**What this task involves**. Copy the items from the line containing "Do you see the wood" through the line containing "89,1 -> 639,128", swapping "Do you see" for "Can you spot" and keeping everything else the same.

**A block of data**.
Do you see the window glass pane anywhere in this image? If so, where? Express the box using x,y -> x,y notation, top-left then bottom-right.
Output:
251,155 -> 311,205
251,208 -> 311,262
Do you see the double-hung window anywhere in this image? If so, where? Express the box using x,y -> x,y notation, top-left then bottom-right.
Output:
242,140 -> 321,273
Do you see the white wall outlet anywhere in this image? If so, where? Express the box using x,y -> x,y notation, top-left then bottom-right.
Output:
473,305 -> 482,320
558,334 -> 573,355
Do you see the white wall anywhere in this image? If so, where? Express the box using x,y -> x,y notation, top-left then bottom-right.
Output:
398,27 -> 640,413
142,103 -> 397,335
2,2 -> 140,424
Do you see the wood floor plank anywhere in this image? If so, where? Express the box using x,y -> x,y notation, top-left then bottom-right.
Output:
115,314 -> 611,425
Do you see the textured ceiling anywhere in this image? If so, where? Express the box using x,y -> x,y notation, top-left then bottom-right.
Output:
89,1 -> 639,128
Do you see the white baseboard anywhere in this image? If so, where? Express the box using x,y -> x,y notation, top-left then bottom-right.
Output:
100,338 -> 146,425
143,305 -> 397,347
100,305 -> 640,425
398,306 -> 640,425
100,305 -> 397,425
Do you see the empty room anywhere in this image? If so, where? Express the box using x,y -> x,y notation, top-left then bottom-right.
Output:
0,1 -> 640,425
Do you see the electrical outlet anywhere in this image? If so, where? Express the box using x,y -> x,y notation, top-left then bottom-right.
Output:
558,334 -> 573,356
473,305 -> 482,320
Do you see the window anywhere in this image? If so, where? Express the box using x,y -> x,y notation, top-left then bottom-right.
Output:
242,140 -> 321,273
==
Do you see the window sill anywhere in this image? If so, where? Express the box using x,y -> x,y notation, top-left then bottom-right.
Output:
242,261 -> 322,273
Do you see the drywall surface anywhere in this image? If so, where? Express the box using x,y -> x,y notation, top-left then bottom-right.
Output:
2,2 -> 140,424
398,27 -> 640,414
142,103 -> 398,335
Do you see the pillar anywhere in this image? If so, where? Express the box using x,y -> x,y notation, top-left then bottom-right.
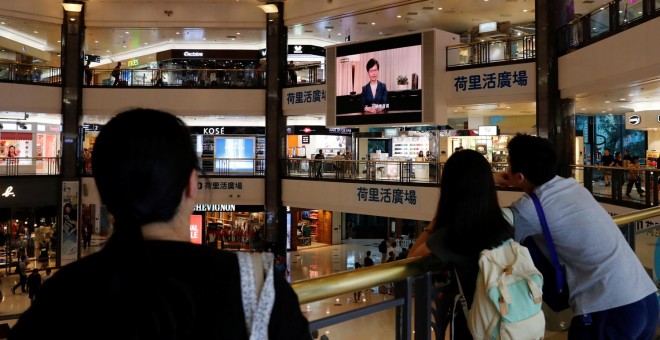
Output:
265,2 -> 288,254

**Response**.
Can you spot the wood floor plank anywhere in this image? If so, where? Express the box using x,y -> x,y notation, top-left then bottom-right.
Output:
115,314 -> 611,425
Can you spot the textured ceiling anywhere in this image? If so, where? Express the box using x,y -> x,y notation, top-left then bottom-right.
Output:
89,1 -> 639,128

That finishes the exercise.